ZUR AUFGABE: Filtere aus den folgenden Datensätzen jede Zeile heraus, die die Zeichenfolge „curved“ enthält, und gib diese Zeilen unverändert aus. Groß- und Kleinschreibung ist zu beachten.

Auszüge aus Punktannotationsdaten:
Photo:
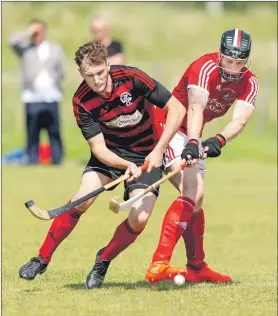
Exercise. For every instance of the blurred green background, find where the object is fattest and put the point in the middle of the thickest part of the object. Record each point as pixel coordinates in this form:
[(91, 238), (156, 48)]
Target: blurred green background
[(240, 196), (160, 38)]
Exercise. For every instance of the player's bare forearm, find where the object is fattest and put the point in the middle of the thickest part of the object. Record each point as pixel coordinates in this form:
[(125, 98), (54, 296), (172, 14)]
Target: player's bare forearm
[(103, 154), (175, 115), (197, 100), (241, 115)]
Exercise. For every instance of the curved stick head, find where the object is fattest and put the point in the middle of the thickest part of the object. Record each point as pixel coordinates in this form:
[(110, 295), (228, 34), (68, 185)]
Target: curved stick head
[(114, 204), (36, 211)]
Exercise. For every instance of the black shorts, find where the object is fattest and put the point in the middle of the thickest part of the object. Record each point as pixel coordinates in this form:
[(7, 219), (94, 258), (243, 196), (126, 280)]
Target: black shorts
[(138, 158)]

...

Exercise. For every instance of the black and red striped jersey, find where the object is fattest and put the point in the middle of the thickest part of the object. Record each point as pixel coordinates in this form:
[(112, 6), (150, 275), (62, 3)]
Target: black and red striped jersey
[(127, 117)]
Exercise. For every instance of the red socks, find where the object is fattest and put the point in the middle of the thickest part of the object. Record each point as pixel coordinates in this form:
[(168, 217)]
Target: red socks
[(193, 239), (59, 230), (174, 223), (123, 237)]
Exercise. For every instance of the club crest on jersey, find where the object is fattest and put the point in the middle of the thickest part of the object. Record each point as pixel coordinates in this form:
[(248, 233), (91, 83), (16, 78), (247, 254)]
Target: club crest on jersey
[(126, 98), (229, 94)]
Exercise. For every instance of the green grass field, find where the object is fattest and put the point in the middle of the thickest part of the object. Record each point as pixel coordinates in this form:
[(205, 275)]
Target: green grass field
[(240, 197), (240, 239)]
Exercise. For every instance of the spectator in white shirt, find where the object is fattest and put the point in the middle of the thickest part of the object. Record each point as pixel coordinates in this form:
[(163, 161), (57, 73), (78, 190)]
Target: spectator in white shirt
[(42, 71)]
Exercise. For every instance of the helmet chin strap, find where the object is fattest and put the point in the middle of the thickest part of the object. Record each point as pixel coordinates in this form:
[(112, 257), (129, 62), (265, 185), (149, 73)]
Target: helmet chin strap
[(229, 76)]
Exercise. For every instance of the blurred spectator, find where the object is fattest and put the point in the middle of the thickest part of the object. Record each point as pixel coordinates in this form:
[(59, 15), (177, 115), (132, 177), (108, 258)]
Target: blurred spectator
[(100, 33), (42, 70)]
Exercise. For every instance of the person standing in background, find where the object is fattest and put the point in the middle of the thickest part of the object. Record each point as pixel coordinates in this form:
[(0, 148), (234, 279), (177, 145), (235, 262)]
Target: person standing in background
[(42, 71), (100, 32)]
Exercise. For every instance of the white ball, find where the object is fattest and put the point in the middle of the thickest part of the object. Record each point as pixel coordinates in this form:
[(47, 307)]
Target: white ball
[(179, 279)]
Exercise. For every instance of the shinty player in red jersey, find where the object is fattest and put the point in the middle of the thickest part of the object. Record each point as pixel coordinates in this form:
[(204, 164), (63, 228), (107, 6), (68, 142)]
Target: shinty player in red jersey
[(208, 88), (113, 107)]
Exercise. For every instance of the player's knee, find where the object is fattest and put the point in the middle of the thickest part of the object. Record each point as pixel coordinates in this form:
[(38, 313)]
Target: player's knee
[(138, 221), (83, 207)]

AUSGABE:
Exercise. For every instance of the curved stick head, find where the object is fattest and put the point in the middle of the thickest part of the object. Record each point as pixel coordinates in this form:
Target: curved stick head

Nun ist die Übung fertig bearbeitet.